EXERCISE AIM
Find each line in the entries below that contains the word "gold", and copy those lines.

RECORDS PROVIDED
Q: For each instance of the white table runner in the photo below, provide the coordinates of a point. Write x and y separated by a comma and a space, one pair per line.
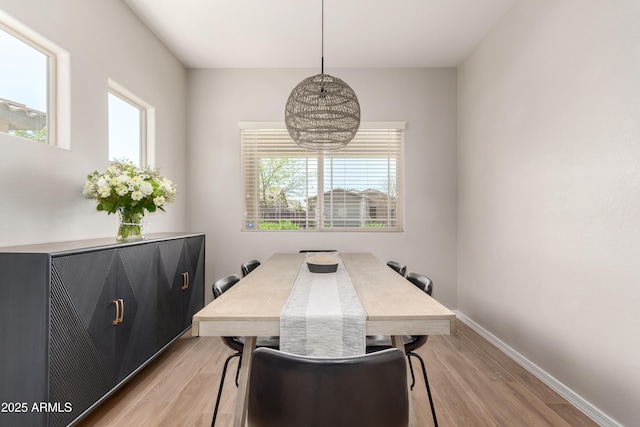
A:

==

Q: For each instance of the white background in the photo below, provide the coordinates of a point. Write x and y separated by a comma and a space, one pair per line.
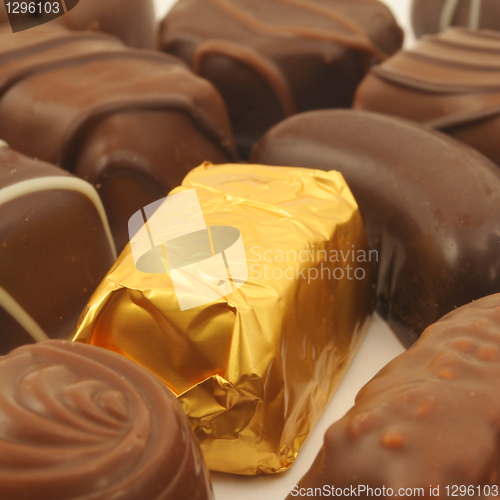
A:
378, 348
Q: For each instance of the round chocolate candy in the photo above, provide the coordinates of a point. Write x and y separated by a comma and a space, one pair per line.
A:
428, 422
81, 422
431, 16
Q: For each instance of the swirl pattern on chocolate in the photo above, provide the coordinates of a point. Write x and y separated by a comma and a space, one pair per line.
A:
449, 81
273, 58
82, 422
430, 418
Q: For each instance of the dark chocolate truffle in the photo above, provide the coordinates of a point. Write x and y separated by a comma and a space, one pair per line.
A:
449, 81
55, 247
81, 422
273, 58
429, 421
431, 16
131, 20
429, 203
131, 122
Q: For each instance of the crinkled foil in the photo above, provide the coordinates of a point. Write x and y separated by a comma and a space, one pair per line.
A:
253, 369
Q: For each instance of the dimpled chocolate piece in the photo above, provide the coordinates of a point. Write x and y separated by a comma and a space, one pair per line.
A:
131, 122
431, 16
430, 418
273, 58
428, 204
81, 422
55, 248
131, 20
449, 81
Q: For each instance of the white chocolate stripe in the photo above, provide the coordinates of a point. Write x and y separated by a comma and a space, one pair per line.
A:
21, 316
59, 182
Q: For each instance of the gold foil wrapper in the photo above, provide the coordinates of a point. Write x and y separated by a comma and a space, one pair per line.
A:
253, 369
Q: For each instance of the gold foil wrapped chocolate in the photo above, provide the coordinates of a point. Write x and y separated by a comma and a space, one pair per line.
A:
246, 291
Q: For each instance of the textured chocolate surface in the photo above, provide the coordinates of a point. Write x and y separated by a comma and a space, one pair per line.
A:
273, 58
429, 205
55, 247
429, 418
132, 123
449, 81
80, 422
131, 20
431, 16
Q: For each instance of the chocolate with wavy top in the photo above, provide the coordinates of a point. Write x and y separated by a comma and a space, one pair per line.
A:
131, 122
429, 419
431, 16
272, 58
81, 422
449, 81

WRITTEN RESPONSE
Q: For each instance of the gold foil wrapper in the photo above, provide the coordinates of a point. Write x and y separated by a comma and a space, one pair per line.
Q: For each instance of the gold foil wrapped chocolate in the photo above, provide the coordinates of a point. Write x and y separated by a comma and a space, one pair per line.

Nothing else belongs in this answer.